Fuel and Freight Daily Update - 12/16/25

Liquidity Energy, LLC

12/19/2025

Futures Market Settles (Front Month)

All prices reflect end-of-day settlements from December 15th, 2025

Instrument

Settlement

Change

WTI Future (Jan)

$56.82

▼ 0.62

Brent Final Day (Feb)

$60.56

▼ 0.56

RBOB (Jan)

$1.7323

▼ 0.0198

ULSD (Jan)

$2.1806

▼ 0.0174

Ethanol CU (Dec)

$1.6250

▼ 0.0075

Spread

Value

Change

HO/Brent (Feb)

$30.71

▼ 0.13

RB/Brent (Feb)

$12.38

▼ 0.26

HO/WTI Crack (Jan)

$34.77

▼ 0.11

ULSD & Jet Physical Market Settles

Colonial Pipeline Differentials (USGC):

  • ULSD 62g (C72): -15.50

  • Jet Fuel 54g (C72): -28.00

Type

Price

Change

D6 (Ethanol)

$1.0625

▼ 0.0150

D4 (Biodiesel)

$1.1175

▼ 0.0153

D5 (Advanced)

$1.1050

▼ 0.0175

D3 (Cellulosic)

$2.3665

▼ 0.0145

Freight Market Summary

Freight Market Summary

Clean Tankers:
Clean-product tanker markets remain soft as year-end inactivity continues to weigh on demand. Tonnage lists in the U.S. Gulf and other export regions remain long, with limited fresh cargoes emerging. Owners are still competing aggressively on rates to keep vessels moving, and sentiment remains subdued heading into the final stretch of the year.

Crude Tankers:
Crude freight is steady with underlying support. A significant portion of VLCC and Suezmax tonnage remains tied up on long-haul or extended voyages, keeping effective supply constrained. While spot demand is muted, this structural tightness continues to underpin rate floors across key long-haul routes.

LNG Shipping:
LNG freight remains firm. Winter demand continues to absorb vessel availability, particularly in the Atlantic Basin. Longer voyage durations and forward chartering are keeping ships committed, allowing owners to maintain pricing leverage despite seasonal volatility.

Dry Bulk & General Freight:
Dry-bulk markets are mixed but stable in core commodity corridors. Container and general cargo segments continue to face pressure from excess capacity and uneven trade flows. Seasonal support remains limited and highly route-specific.

- [Tasks to perform]
1) In the fuel and freight update, what was the settlement price of the WTI Future (Jan)?
2) Edit the fuel and freight update from "Dry Bulk & General" through "and highly route-specific.", substituting "surplus capacity" for "excess capacity".
3) Name every market segment that has its own heading in the freight summary of the fuel and freight update.

(A block of data)
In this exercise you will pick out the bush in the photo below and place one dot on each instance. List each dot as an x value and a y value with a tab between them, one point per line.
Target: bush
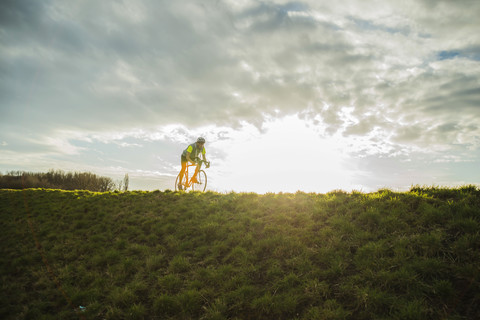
57	179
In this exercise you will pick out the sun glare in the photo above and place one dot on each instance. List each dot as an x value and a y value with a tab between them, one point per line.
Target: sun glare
286	156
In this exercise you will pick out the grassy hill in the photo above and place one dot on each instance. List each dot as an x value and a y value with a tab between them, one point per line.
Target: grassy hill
167	255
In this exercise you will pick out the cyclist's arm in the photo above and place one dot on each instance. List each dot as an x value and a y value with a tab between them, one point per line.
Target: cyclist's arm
188	157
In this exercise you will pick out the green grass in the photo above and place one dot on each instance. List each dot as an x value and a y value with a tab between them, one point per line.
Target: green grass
167	255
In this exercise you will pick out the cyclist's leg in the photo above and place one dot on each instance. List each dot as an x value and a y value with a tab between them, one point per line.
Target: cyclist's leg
197	168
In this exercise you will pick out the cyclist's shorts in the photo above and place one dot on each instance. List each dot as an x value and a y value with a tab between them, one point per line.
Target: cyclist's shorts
184	159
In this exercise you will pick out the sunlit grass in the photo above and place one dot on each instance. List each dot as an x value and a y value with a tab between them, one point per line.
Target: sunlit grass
166	255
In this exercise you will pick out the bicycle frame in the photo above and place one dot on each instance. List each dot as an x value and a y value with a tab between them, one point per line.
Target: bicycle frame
187	181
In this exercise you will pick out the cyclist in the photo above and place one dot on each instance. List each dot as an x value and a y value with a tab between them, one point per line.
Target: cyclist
191	154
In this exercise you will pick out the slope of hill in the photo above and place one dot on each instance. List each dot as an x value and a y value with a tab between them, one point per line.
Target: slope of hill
166	255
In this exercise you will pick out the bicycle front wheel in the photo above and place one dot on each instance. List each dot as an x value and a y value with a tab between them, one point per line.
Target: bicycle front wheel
202	181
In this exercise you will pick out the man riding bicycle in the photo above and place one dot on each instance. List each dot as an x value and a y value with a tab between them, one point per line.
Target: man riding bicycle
191	154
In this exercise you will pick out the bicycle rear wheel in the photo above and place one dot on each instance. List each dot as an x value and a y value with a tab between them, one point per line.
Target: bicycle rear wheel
176	182
202	181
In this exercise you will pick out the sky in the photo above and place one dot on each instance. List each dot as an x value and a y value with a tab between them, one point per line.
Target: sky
306	95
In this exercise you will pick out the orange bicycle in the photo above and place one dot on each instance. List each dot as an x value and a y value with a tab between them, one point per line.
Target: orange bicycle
187	182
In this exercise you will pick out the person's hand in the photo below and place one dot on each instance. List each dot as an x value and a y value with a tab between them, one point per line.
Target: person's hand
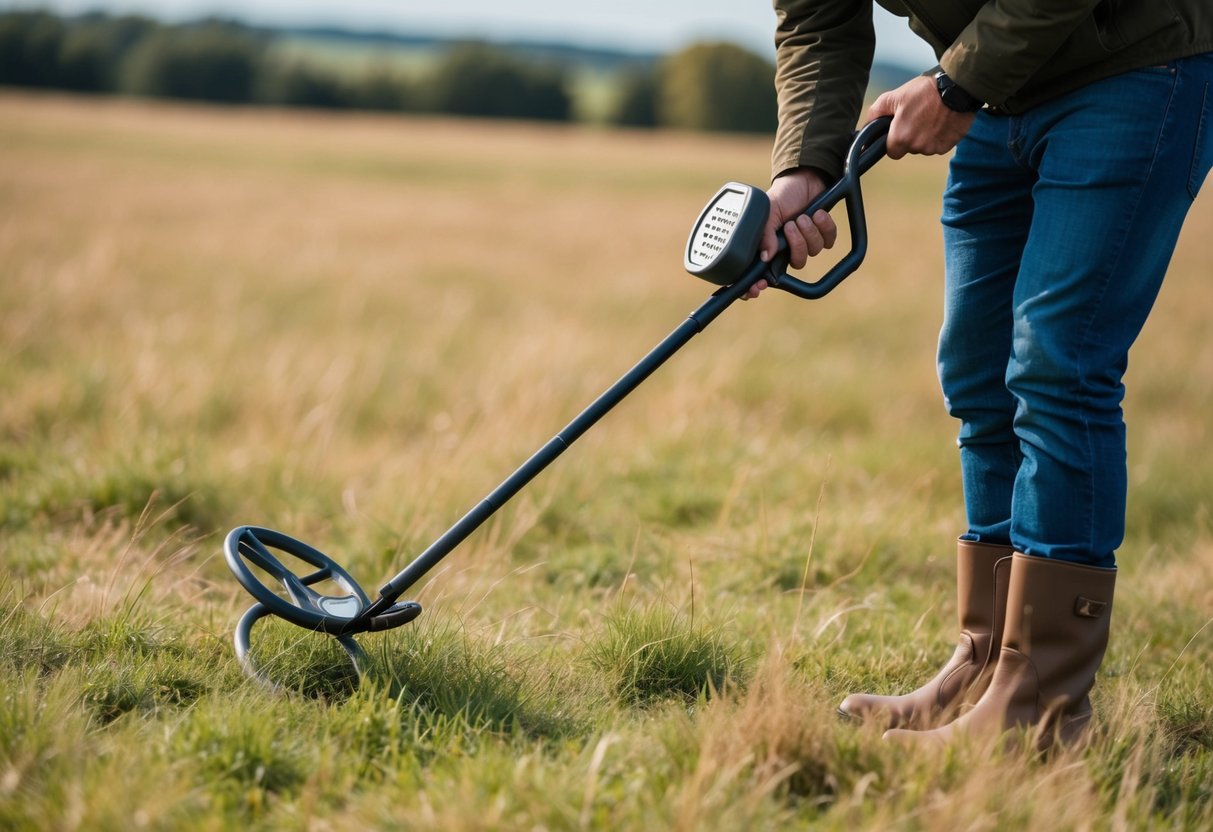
922	123
807	237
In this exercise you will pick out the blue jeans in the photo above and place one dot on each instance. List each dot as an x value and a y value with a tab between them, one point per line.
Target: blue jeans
1058	227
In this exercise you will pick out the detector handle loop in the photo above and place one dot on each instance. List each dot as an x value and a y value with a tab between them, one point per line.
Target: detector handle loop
865	150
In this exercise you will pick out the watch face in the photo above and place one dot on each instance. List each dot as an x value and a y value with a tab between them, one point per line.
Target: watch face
954	97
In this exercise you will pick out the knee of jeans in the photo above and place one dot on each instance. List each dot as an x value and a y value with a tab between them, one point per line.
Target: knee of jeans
977	394
1049	387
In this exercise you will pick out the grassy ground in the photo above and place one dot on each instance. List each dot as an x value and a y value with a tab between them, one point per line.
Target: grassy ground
351	329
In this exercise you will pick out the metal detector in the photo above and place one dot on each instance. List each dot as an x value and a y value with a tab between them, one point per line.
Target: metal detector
722	249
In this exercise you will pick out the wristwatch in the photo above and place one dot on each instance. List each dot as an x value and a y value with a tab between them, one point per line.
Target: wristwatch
954	95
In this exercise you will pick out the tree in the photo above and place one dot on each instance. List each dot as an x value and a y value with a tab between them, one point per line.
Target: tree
717	86
29	49
637	100
476	79
211	61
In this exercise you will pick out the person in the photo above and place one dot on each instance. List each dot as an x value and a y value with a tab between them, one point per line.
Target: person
1080	132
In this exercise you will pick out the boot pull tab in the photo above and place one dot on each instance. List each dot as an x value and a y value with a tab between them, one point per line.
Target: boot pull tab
1087	608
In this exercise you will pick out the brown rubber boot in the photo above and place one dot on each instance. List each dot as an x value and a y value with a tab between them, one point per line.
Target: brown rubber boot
983	571
1058	616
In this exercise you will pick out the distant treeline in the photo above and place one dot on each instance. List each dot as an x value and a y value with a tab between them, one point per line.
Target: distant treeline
707	86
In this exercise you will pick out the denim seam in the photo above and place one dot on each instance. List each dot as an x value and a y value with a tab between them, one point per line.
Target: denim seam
1083	387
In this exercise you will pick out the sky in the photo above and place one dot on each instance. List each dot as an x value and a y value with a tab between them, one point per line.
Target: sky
642	26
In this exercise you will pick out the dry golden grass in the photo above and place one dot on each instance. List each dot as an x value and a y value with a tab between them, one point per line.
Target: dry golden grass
352	328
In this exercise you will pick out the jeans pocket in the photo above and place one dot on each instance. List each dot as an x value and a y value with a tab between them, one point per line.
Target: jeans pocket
1202	154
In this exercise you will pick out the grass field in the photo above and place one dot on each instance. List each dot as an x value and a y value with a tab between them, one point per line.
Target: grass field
352	328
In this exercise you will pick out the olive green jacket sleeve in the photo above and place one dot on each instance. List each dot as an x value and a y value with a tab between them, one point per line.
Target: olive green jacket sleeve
823	58
1007	43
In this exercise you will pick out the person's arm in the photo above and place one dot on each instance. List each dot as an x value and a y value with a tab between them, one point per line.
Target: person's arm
823	58
1008	41
992	57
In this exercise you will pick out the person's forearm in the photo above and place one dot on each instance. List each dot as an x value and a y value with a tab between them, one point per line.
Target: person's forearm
823	57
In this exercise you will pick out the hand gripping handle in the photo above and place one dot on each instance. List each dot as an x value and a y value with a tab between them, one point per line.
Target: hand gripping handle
866	149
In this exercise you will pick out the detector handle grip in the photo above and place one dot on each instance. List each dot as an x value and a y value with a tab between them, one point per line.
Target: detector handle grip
866	149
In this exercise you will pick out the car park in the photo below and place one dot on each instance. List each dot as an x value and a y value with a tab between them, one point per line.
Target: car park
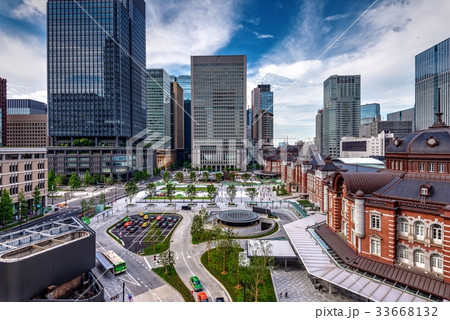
128	223
196	284
202	297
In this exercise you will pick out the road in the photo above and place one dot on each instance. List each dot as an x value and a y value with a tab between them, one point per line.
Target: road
187	260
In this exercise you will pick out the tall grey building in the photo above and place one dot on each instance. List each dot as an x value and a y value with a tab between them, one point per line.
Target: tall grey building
218	111
432	74
96	84
341	115
185	83
318	140
262	115
158	107
96	80
26	106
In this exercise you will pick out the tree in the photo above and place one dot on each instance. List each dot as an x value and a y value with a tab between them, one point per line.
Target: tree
23	206
51	182
102	198
36	199
231	192
179	176
262	260
191	191
6	207
151	190
74	181
197	227
166	258
87	180
131	190
166	176
226	244
95	178
211	190
252	193
170	191
246	176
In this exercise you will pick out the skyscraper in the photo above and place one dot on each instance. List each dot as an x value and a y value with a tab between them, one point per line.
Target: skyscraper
218	111
96	80
262	114
370	113
341	115
432	74
185	83
96	84
26	106
3	107
158	107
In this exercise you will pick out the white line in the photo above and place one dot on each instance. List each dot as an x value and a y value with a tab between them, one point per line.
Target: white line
148	264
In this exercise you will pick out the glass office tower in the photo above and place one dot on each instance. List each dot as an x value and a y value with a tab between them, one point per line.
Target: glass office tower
96	70
432	74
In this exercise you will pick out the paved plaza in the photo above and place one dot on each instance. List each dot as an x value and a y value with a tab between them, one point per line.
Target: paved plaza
300	289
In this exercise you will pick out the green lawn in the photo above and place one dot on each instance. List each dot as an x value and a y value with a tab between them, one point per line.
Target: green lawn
231	283
174	280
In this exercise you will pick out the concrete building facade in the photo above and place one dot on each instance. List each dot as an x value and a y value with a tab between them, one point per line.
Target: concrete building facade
23	169
342	109
218	111
432	76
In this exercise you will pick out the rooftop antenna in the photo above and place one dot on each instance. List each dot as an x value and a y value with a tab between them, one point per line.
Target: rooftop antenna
439	122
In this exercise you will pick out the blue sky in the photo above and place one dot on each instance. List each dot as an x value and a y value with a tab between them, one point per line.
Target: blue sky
288	44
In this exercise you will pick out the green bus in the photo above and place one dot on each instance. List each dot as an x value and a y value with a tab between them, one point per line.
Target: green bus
119	265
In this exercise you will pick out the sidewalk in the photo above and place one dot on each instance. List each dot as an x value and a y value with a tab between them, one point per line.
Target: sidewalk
300	289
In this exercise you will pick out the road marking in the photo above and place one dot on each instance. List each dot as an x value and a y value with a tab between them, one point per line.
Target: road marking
148	264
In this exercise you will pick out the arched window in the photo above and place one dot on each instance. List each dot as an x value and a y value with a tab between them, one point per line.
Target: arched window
436	263
419	230
436	233
419	259
402	254
403	227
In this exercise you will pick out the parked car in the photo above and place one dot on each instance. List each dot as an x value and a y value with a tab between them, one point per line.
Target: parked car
202	297
128	223
196	284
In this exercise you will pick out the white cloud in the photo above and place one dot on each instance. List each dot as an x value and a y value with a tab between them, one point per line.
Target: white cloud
262	36
176	30
336	17
24	66
30	9
382	47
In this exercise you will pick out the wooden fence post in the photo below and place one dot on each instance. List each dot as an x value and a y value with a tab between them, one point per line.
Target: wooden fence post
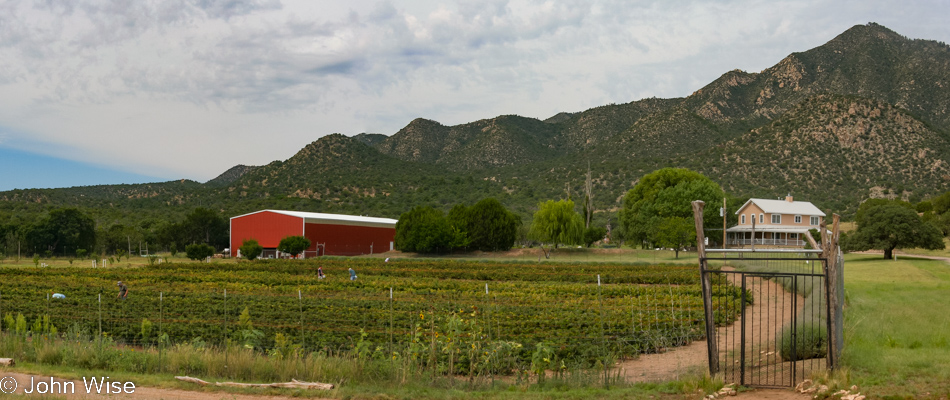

- [Set of answers]
1) $56.82

2)
Dry Bulk & General Freight:
Dry-bulk markets are mixed but stable in core commodity corridors. Container and general cargo segments continue to face pressure from surplus capacity and uneven trade flows. Seasonal support remains limited and highly route-specific.

3) Clean Tankers, Crude Tankers, LNG Shipping, Dry Bulk & General Freight